Required tasks:
1) Repeat word for word the part of the medical marijuana stock thread that begins at the words "The most stable" and ends after the words "to look at.".
2) Go on with the medical marijuana stock thread from the point where it stops.
*** Text provided Section Begins ***
# Medical Marijuana and Vodis pharmaceuticals



## Neil123 (Mar 12, 2016)

I have been thinking of Investing in the Medical Marijuana field and have been eyeing a company named Vodis. They are cheap now but they seem a little sketchy. I am a new investor into the markets. I like Aphria and plan on investing in them also but I was wondering if anyone knows if Vodis is legit or not?


----------



## Oldroe (Sep 18, 2009)

You are playing in mine field.

Supreme Pharma just got there license Fri and will be off hold Mon. You should watch this one careful.

The most stable weed stock are still playing in a small box. Meaning if there's 500k people that can get medical weed you can't grow your biz because your licence limits you and not many more people will get cleared to buy your product.


----------



## Oldroe (Sep 18, 2009)

So I quickly read some on Vodis. US company trying to get licence to grow Canadian medical weed. Plenty Canadian company's want licence can't see a US company getting 1.

There's one in New Brunswick I'm going to look at.


----------



## NewBrunswick (Nov 30, 2015)

What is the one in New Brunswick called?


----------



## NewBrunswick (Nov 30, 2015)
*** Text provided Section Ends ***
*** Extracted material Section Begins ***
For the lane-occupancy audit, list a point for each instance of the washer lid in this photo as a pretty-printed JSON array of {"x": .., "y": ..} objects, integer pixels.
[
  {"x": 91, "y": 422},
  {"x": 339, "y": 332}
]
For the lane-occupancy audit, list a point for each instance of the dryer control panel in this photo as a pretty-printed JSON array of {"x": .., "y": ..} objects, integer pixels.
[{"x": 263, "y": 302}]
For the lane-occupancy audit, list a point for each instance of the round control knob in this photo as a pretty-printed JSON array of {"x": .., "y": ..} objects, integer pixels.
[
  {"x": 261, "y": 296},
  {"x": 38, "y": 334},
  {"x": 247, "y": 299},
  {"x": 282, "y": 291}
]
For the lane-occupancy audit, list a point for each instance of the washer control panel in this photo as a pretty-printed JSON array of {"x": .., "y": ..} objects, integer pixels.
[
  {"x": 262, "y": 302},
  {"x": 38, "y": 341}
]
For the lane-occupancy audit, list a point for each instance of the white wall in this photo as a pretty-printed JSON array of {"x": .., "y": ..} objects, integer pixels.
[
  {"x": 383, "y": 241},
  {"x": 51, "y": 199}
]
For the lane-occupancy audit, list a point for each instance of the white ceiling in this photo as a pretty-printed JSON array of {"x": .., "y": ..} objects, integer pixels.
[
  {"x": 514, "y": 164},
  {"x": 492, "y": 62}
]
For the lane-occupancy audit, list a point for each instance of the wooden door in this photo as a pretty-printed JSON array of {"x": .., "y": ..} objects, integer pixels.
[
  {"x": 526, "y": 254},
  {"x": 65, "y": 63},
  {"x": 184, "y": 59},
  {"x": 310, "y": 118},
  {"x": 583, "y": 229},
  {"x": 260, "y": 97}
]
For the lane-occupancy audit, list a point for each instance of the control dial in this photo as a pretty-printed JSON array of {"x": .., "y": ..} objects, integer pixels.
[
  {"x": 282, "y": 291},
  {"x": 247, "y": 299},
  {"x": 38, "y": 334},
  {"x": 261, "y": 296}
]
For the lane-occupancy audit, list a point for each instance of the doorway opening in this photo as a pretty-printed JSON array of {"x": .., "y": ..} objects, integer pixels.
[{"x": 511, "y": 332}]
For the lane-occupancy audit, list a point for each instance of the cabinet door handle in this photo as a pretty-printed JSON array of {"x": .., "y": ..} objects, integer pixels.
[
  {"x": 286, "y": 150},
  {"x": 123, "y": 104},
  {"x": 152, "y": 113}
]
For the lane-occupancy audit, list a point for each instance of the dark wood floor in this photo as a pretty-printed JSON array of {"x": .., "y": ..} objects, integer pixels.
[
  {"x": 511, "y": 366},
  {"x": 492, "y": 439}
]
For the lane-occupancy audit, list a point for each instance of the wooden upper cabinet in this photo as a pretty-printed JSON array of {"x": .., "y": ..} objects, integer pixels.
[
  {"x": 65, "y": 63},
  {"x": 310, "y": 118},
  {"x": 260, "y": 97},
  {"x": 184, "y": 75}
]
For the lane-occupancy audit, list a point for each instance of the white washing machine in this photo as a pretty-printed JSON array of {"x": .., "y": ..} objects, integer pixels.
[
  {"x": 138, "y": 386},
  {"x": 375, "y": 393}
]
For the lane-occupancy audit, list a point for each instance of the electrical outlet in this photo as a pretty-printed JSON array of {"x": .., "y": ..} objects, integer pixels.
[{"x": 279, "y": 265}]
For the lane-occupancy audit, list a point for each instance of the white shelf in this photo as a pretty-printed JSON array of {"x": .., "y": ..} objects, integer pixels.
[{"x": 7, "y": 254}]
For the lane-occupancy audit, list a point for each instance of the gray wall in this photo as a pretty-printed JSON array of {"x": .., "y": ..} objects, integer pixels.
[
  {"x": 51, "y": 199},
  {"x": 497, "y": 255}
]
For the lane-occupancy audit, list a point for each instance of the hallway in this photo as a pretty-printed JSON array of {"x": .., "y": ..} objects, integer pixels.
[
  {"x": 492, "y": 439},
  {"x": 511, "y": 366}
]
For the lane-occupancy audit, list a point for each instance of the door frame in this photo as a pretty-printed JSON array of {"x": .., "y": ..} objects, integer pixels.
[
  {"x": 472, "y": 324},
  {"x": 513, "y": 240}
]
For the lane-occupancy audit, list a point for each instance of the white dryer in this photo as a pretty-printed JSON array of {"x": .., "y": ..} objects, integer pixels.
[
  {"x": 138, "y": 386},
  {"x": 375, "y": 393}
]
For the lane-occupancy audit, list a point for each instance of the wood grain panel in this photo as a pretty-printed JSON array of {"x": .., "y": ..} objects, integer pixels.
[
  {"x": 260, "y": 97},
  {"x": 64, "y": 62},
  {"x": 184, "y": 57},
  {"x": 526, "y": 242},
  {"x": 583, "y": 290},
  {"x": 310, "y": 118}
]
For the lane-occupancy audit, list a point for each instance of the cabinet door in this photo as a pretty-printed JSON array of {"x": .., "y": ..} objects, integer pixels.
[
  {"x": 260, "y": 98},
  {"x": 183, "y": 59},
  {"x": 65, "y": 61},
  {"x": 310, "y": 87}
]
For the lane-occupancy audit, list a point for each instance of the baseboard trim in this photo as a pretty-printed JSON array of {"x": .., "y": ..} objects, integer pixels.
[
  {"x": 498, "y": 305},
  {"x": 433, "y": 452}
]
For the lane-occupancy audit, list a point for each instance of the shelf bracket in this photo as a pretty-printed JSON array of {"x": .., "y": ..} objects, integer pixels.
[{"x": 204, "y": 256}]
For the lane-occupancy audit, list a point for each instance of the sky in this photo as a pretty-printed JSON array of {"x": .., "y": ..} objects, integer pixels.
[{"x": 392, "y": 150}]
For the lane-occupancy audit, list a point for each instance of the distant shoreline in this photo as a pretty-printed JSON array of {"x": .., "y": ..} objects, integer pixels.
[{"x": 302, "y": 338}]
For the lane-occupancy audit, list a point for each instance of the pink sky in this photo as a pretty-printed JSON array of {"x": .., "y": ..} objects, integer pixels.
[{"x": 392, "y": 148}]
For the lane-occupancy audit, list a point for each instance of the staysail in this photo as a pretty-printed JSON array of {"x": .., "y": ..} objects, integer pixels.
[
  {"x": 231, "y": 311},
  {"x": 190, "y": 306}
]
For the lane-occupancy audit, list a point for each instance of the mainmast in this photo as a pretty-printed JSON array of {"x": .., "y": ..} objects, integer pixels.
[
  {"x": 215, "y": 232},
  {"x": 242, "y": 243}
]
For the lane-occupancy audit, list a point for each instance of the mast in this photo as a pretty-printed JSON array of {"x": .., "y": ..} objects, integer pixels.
*** Extracted material Section Ends ***
Responses for each task:
1)
The most stable weed stock are still playing in a small box. Meaning if there's 500k people that can get medical weed you can't grow your biz because your licence limits you and not many more people will get cleared to buy your product.


----------



## Oldroe (Sep 18, 2009)

So I quickly read some on Vodis. US company trying to get licence to grow Canadian medical weed. Plenty Canadian company's want licence can't see a US company getting 1.

There's one in New Brunswick I'm going to look at.

2)
Take a look at CGC, they are taking the lead in Canada right now.


----------



## Neil123 (Mar 12, 2016)

The one in New Brunswick is called Organigram. They don't really grow much organic. I think the market would be smaller in that region. I like Aphria as they grow cheaply in green houses and have a proven CEO with Vic Neufeld. He use to run the Jamieson Vitamin company until it sold.

Vodis is a Canadian company that has a growing facility Washington State. They are also trying to open a facility in BC. I am intrigued by them as they have actually broken into the American Market with their facility. They seem a little skethcy though.


----------



## Oldroe (Sep 18, 2009)

They are all sketchy, I didn't sell Supreme Pharma ran up .55. I can wait. They have 7 acres of greenhouse ready to go. Supply of heat from Bruce Nuke and space to process.

The problem still is getting 500k customers to 750k.


----------



## Neil123 (Mar 12, 2016)

I think people are hesitant to ask their doctors about marijuana, I know I would be. I feel that in 1 or 2 years as people are more comfortable with it and the cannabis oil being distributed that more customers will come. If a pill form were to ever be produced then this market would be huge. Isn't it just a matter of time? We have our Prime Minister talking about it. Something is going to happen here. Now what company to invest in? I don't use marijuana but would love to capitalize on this.


----------



## Neil123 (Mar 12, 2016)

What does your licence limit you too?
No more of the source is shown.